>>>>

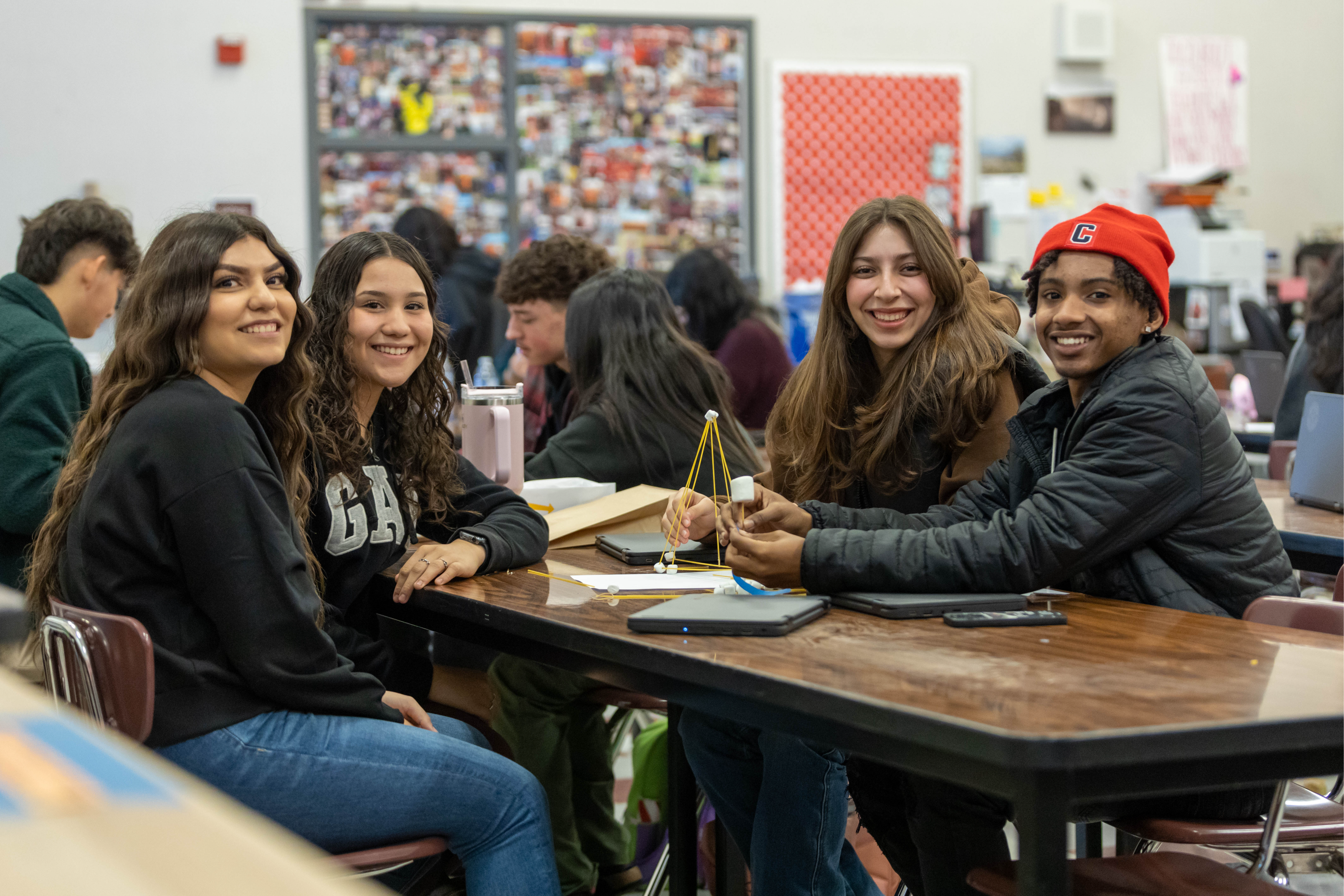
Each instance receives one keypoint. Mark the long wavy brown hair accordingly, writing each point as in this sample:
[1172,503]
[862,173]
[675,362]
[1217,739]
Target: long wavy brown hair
[158,340]
[841,417]
[416,437]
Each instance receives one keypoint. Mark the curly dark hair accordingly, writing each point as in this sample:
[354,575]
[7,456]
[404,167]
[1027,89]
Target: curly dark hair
[1130,280]
[552,269]
[66,225]
[712,295]
[416,440]
[1326,327]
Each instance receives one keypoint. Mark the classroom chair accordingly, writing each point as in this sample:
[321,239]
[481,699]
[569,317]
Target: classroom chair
[1151,875]
[1303,832]
[1264,330]
[620,725]
[103,664]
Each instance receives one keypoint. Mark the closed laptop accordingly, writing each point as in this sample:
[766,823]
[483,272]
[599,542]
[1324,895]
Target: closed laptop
[1319,469]
[921,607]
[732,615]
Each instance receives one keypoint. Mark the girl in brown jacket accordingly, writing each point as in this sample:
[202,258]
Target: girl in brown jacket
[902,400]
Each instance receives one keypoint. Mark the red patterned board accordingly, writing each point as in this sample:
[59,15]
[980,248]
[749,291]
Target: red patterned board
[846,138]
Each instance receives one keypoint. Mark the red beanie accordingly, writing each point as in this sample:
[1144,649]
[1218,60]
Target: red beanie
[1117,232]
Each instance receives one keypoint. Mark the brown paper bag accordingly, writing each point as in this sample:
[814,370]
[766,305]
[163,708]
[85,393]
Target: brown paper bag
[636,510]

<<<<

• What needs to be done:
All lines from the one with "Each instance receives one keypoint. Mark the closed" through the final line above are to be quoted exactly; quote no other line.

• Completed exercise:
Each instance receives one keypoint. Mark the closed laptop accordingly, writing each point as in this sample:
[766,823]
[483,272]
[599,542]
[1324,895]
Target: closed laptop
[1319,469]
[921,607]
[732,615]
Each instance receives one keypoint. Mark the girl in brown jacket accordingly, writing each point as in this sample:
[202,258]
Target: girl in brown jacket
[902,400]
Each instance receives one keypoint. Mark the red patterned board accordingly, writing each point as in this sample:
[59,15]
[980,248]
[749,291]
Target: red patterned board
[846,138]
Each instance receives one keypoint. Mark the red beanie accordingly, writing each point as in this sample:
[1144,649]
[1218,60]
Target: red beanie
[1117,232]
Each instance receives one keypoint. Mark the brown paper bag accordingly, writing each point as in this sample:
[814,370]
[766,305]
[163,708]
[85,393]
Target: brown paper bag
[636,510]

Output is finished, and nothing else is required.